Mithra wasn't a major god but was the god of the Emperor of the time ... and also the many in the army were fans of Mithra.

jaqeboy

Quote from: Dreepa on July 12, 2007, 10:44 AM NHFT
Quote from: jaqeboy on July 12, 2007, 10:42 AM NHFT


I think the meta-message (of Zeitgeist) is that many occurrences in the world are of obscure origin to most people, so can be "used" for forwarding an agenda by those that can engineer the mass mind.

Isn't this a   'duh'?

I mean hasn't that been known for a long time?

To you and me...  ;)

Insurgent

The film maker, Peter J is interviewed on the air, for the first time since releasing his work: http://truthorlies.org/06-28-07-Hour-2.mp3

He goes in to greater detail about some of the sources he consulted for the film, and fleshes out some of the arguments presented in it. The interview went well; he comes across as being very intelligent and articulate. It's worth listening to. By the way, a DVD version of the film is now available to order directly from his website http://www.zeitgeistmovie.com/dvdorder.htm

jaqeboy

Listening to the interview - the guy does sound good. If he goes on tour, maybe we can  have him talk in Manchester...

Sheep Fuzzy Wool

It seems to be that Chess, is an astrological board game.

Ruger Mason

Interesting choice to start off the film with 30 minutes of Christianity bashing.  I'm sure it was effective at eliminating a substantial portion of otherwise sympathetic viewers.  Brilliant.  :-\

KBCraig

Quote from: Ruger Mason on July 23, 2007, 11:53 PM NHFT
Interesting choice to start off the film with 30 minutes of Christianity bashing.  I'm sure it was effective at eliminating a substantial portion of otherwise sympathetic viewers.  Brilliant.  :-\

That's a classic technique: self-selecting viewers. Anyone who is left after the first few minutes is more likely to accept the message.

_Work task 1_
Condense the paragraph in the forum thread that begins "He goes in to greater detail" into a short bulleted list, keeping its main facts.
_Work task 2_
From the forum thread, reproduce the stretch from "Quote from: Ruger" through "accept the message." word for word.

Image-grounded pointing data

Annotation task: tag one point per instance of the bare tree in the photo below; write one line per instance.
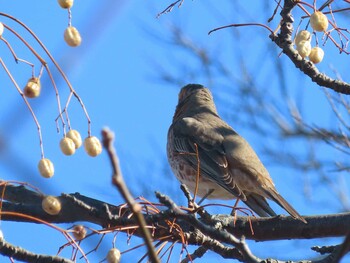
(280, 119)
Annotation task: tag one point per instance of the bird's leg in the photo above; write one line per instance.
(205, 196)
(233, 212)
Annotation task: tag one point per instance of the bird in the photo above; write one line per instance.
(229, 168)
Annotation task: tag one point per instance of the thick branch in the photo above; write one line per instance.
(21, 254)
(76, 207)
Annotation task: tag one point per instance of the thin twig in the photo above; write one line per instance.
(118, 181)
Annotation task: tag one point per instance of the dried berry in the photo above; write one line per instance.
(304, 48)
(92, 146)
(319, 21)
(72, 36)
(75, 136)
(113, 255)
(46, 168)
(79, 232)
(51, 205)
(316, 55)
(32, 88)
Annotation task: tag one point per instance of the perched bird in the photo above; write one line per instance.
(228, 165)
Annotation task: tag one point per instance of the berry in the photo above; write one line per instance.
(72, 36)
(51, 205)
(46, 168)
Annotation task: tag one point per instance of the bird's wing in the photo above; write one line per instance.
(189, 133)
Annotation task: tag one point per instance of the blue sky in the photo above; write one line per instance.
(116, 73)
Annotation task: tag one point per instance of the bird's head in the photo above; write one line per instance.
(191, 98)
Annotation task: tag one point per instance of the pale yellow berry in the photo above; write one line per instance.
(79, 232)
(46, 168)
(2, 28)
(72, 36)
(65, 3)
(302, 35)
(67, 146)
(51, 205)
(316, 55)
(304, 48)
(319, 21)
(92, 146)
(75, 136)
(113, 255)
(32, 88)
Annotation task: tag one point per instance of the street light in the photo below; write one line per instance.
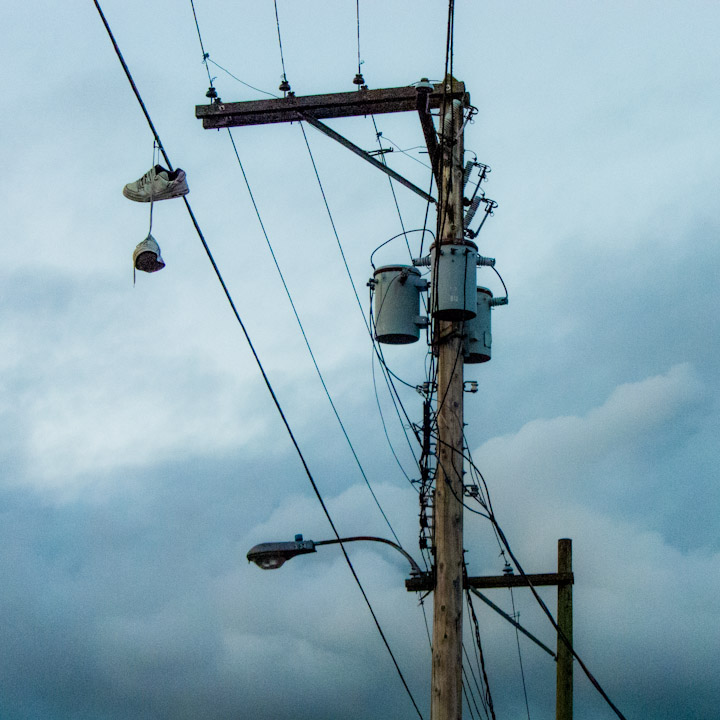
(270, 556)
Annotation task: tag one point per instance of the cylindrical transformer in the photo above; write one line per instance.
(397, 304)
(478, 337)
(454, 264)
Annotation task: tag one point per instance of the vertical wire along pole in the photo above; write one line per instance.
(564, 692)
(446, 697)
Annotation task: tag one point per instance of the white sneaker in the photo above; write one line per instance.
(146, 256)
(157, 184)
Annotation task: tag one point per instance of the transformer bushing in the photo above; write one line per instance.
(454, 264)
(478, 336)
(397, 304)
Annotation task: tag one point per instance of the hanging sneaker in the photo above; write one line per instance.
(157, 184)
(146, 256)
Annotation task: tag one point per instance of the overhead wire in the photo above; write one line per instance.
(307, 344)
(294, 308)
(256, 357)
(516, 615)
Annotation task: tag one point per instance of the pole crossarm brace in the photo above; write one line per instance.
(321, 107)
(426, 583)
(512, 621)
(313, 108)
(365, 156)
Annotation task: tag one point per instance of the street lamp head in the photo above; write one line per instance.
(270, 556)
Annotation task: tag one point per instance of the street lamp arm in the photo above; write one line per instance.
(415, 567)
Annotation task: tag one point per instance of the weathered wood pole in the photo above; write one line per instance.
(446, 698)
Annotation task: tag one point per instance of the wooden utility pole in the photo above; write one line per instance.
(447, 161)
(446, 699)
(564, 692)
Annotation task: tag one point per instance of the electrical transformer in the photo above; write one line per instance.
(478, 337)
(397, 304)
(454, 265)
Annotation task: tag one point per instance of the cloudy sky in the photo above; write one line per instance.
(140, 452)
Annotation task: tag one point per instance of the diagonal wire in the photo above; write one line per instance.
(307, 342)
(257, 359)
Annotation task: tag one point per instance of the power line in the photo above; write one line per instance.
(256, 357)
(307, 342)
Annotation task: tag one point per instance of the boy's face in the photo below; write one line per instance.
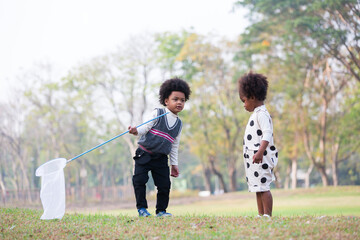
(175, 102)
(249, 103)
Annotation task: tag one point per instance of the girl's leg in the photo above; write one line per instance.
(260, 203)
(267, 202)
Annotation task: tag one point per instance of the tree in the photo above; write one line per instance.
(330, 27)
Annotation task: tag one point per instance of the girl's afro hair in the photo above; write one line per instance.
(253, 85)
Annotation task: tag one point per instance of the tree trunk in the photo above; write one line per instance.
(217, 173)
(287, 178)
(207, 175)
(334, 173)
(307, 176)
(324, 177)
(293, 173)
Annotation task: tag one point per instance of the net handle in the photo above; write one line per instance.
(72, 159)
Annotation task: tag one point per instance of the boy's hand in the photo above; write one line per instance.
(174, 171)
(132, 130)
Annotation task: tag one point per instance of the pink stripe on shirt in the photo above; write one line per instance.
(162, 134)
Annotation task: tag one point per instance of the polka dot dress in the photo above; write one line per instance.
(259, 176)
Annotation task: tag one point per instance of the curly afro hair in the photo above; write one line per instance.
(174, 84)
(253, 85)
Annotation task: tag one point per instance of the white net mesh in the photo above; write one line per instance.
(52, 193)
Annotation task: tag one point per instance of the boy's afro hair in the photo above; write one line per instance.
(174, 84)
(253, 85)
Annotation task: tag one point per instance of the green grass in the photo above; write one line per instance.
(324, 213)
(317, 201)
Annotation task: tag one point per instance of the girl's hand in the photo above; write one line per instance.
(174, 171)
(132, 130)
(257, 158)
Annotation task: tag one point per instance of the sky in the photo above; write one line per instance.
(67, 32)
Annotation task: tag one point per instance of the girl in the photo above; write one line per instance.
(260, 153)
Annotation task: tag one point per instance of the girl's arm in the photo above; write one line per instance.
(257, 158)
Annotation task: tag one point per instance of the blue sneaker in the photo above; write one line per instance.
(163, 214)
(143, 212)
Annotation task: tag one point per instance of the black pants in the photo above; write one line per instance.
(158, 165)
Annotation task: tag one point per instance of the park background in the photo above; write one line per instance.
(308, 50)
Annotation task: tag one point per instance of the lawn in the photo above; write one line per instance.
(324, 213)
(328, 201)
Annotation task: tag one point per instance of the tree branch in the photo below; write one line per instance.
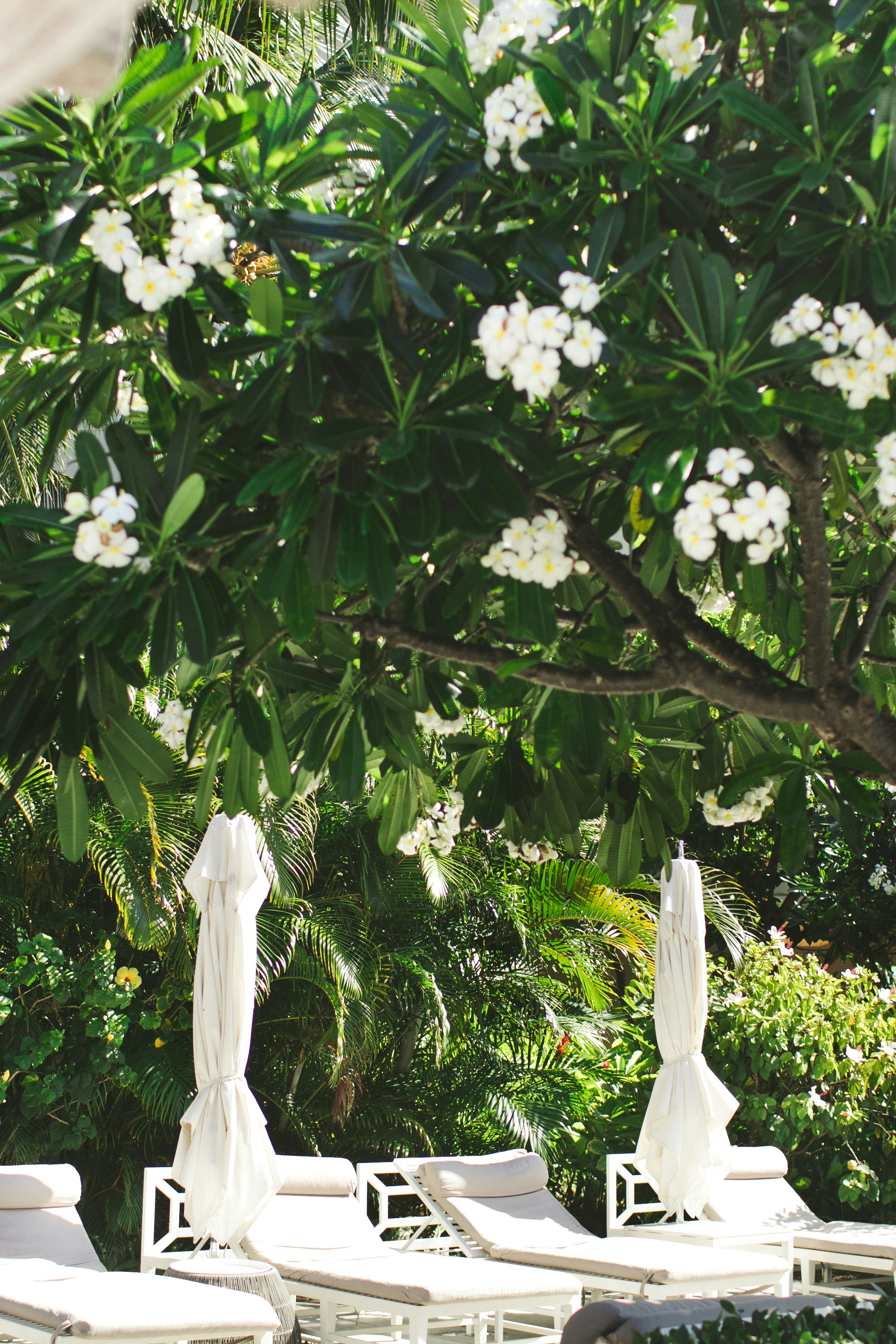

_Reply 1_
- In the interview, the filmmaker goes into greater detail about some of the sources he consulted for the film and fleshes out some of its arguments.
- The interview went well. He comes across as very intelligent and articulate.
- The interview is worth listening to.
- A DVD version of the film can now be ordered directly from his website: http://www.zeitgeistmovie.com/dvdorder.htm

_Reply 2_
Quote from: Ruger Mason on July 23, 2007, 11:53 PM NHFT
Interesting choice to start off the film with 30 minutes of Christianity bashing.  I'm sure it was effective at eliminating a substantial portion of otherwise sympathetic viewers.  Brilliant.  :-\

That's a classic technique: self-selecting viewers. Anyone who is left after the first few minutes is more likely to accept the message.